TASKS TO CARRY OUT »
• a. According to the article about Yuri Andropov, during which years was Andropov the head of the KGB?
• b. Repeat the article about Yuri Andropov word for word, everything from "February was the" down to "Coincidence?".

DOCUMENT SECTION »
§

Former KGB chairman and Soviet dictator Yuri Andropov was Russian President Vladimir Putin’s mentor. As the great historian Anne Applebaum wrote in 2012: 

[Putin] initiated a minor cult of Yuri Andropov, the longest-serving KGB boss in Soviet history (1967-1982), as well as general secretary of the Soviet Communist Party, a post he held only briefly, in the year before his unexpected death in 1984. As FSB chief, Putin laid flowers on Andropov’s grave, and dedicated a plaque to his hero inside the Lubyanka, the KGB’s notorious Moscow headquarters. Later, as president, he ordered another plaque placed on the Moscow building where Andropov had lived and erected a statue to him in a St. Petersburg suburb.

But Putin wanted to restore more than Andropov’s name. He also, it seems, wanted to restore the old KGB boss’s way of thinking. Andropov, in Soviet terms, was a modernizer–but not a democrat. On the contrary, having been the Russian ambassador to Budapest during the Hungarian Revolution in 1956, Andropov understood very precisely the danger that “democrats” and other freethinking intellectuals posed to totalitarian regimes. He spent much of his KGB career stamping out dissident movements of various kinds, locking people in prison, expelling them from the USSR, and sending them to psychiatric hospitals, a form of punishment invented during his tenure.

The excuse the Soviets used to justify the crushing of the Hungarian Revolution was to claim that it was actually the only way to beat an uprising of fascists and Nazis. (Sound familiar?)

February was the 30th anniversary of Andropov’s death (or as the New York Post headlined: “Andropov Drops Off”), and the Kremlin has a penchant for symbolism. Putin is replicating his hero Andropov’s actions with a big anniversary of his passing.

Coincidence? 

It was during Andropov’s dictatorship that President Ronald Reagan instituted many of the policies that brought down the Soviet Union. This included branding them the Evil Empire, initiating SDI, installing Pershing-II missiles in Europe, and the outright liberation of one of the Kremlin’s chess pieces (Grenada). All of which showed the Kremlin that the days of messing with the free world were over. 

But unfortunately, it seems like the days of messing with the free world aren’t over anymore.

§

EXCERPTED DATA »
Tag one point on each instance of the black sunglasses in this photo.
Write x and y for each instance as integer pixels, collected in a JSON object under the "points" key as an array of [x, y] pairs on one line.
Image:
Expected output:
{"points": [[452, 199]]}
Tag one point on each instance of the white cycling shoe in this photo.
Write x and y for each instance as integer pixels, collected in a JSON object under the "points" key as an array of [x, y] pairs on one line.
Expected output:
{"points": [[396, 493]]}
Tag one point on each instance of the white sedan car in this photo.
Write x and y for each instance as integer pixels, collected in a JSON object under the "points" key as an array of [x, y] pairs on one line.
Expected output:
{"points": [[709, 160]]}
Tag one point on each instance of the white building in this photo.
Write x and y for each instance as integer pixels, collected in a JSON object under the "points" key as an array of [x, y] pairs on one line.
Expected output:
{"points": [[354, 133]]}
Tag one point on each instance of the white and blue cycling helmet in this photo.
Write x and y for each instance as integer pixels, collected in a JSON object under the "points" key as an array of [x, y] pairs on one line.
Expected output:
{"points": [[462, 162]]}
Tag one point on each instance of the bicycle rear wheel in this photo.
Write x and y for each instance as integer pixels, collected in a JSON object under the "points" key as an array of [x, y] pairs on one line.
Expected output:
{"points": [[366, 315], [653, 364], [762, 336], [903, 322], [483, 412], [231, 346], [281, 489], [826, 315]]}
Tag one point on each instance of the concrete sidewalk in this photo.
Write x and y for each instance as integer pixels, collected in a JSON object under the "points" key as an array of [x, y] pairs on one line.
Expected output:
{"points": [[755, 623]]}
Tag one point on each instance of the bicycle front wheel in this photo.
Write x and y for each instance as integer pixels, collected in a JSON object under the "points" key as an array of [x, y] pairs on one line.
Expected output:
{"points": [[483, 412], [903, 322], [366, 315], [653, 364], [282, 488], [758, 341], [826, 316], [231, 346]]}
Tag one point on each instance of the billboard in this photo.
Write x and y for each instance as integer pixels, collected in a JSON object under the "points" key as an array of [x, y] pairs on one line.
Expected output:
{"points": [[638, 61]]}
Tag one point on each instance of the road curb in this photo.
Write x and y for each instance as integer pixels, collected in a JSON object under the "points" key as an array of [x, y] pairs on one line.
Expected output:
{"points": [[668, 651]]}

§

WRITTEN ANSWERS »
• a. 1967 to 1982

• b.
February was the 30th anniversary of Andropov’s death (or as the New York Post headlined: “Andropov Drops Off”), and the Kremlin has a penchant for symbolism. Putin is replicating his hero Andropov’s actions with a big anniversary of his passing.

Coincidence?